* [The task] The lines to be extracted run from the start of the listing through the line containing "Find the arch and pin one point per instance."; copy them exactly and nothing else.

* [Supplied entries]
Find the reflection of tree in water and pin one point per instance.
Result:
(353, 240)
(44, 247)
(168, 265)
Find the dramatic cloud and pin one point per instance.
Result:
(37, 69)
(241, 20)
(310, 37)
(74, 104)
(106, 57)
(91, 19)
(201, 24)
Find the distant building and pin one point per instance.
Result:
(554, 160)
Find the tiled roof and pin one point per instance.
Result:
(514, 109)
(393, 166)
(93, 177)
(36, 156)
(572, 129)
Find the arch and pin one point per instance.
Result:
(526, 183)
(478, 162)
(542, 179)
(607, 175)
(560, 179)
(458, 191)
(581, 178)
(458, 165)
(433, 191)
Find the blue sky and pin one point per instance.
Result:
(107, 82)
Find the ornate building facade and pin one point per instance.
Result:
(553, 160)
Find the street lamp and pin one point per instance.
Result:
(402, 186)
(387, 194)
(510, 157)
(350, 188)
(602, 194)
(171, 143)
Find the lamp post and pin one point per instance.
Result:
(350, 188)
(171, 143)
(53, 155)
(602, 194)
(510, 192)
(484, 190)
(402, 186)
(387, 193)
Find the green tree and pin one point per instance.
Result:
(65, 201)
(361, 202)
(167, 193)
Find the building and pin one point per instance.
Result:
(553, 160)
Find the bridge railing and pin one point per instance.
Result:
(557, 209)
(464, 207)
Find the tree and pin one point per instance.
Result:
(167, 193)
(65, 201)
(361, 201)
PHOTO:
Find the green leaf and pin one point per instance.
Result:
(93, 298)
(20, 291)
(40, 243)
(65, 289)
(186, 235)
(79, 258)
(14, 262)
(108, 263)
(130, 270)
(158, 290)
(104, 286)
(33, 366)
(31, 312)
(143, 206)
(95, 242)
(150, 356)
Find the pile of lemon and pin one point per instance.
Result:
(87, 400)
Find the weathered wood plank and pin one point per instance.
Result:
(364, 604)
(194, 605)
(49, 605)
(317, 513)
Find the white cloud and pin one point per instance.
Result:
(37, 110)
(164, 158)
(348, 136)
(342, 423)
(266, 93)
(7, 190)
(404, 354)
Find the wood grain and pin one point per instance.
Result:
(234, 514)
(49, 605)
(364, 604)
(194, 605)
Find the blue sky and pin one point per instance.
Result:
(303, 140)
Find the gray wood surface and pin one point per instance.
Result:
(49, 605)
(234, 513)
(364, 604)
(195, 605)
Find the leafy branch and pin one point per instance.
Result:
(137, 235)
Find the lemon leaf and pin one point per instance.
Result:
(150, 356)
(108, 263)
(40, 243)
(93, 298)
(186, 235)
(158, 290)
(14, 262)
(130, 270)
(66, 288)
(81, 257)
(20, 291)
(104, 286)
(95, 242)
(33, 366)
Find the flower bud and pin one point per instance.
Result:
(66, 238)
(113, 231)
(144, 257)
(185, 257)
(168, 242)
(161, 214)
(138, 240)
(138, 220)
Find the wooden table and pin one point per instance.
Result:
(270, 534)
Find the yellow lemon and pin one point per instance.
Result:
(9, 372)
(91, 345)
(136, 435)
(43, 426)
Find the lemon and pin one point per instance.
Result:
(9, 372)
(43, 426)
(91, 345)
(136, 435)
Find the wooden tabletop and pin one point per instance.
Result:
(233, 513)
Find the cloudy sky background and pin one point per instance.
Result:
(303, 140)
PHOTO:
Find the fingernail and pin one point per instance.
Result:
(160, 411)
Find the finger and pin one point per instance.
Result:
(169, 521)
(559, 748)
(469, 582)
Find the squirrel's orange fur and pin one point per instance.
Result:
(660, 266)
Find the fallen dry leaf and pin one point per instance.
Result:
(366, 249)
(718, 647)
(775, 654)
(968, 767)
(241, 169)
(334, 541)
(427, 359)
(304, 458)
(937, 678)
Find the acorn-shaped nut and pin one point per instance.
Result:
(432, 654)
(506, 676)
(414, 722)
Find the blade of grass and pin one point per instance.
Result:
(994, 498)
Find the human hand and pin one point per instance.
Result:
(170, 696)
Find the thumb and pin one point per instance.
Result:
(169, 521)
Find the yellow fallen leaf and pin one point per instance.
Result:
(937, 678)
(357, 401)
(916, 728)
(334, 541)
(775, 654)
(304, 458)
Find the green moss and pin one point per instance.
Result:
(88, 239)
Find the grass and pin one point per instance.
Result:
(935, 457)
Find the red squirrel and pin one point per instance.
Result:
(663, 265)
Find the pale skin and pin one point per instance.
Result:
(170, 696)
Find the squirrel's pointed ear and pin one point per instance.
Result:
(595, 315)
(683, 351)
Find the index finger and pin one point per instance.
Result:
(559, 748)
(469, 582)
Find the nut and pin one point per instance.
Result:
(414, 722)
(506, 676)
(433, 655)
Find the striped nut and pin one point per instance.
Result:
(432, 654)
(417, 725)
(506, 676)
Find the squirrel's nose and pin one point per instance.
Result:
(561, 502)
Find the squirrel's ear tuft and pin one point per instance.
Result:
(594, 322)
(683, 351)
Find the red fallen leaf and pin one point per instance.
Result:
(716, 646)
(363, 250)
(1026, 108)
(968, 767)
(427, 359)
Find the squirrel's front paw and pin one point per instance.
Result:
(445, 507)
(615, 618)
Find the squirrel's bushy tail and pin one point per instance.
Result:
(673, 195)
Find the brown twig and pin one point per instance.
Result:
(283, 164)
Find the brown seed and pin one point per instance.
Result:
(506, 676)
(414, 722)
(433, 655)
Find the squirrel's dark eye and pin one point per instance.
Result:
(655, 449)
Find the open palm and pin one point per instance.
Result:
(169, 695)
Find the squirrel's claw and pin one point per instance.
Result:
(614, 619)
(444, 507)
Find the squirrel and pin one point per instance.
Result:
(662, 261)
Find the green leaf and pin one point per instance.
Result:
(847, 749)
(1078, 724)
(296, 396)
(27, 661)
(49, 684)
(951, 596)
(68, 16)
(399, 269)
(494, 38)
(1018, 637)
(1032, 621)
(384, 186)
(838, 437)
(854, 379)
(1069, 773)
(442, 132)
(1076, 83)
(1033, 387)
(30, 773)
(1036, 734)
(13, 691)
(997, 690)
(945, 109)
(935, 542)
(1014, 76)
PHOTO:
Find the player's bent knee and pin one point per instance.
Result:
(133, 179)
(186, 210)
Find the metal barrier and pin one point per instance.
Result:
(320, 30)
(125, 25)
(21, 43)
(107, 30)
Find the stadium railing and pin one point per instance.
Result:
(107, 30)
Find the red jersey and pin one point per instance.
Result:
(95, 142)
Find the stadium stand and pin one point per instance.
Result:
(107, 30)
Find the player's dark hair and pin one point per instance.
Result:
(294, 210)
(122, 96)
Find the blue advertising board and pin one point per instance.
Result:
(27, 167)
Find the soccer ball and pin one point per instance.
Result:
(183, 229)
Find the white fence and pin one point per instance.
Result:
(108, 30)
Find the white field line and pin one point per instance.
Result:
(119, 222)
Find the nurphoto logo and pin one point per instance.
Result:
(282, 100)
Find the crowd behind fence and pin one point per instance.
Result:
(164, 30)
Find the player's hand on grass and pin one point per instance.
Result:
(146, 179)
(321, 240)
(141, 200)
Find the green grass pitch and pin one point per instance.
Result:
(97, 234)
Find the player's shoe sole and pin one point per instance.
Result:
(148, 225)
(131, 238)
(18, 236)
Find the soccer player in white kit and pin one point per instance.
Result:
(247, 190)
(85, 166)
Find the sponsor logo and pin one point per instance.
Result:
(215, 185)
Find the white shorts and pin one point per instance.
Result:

* [Reply]
Find the reflection of tree in water and pin one point per instance.
Result:
(353, 240)
(44, 247)
(168, 265)
Find the dramatic cloud and pin one point per instance.
Result:
(37, 69)
(241, 20)
(310, 37)
(74, 104)
(106, 57)
(91, 19)
(201, 24)
Find the distant building and pin one point per instance.
Result:
(554, 160)
Find the tiled roof and pin one point per instance.
Result:
(514, 109)
(393, 166)
(93, 177)
(36, 156)
(572, 129)
Find the arch and pin one point per instance.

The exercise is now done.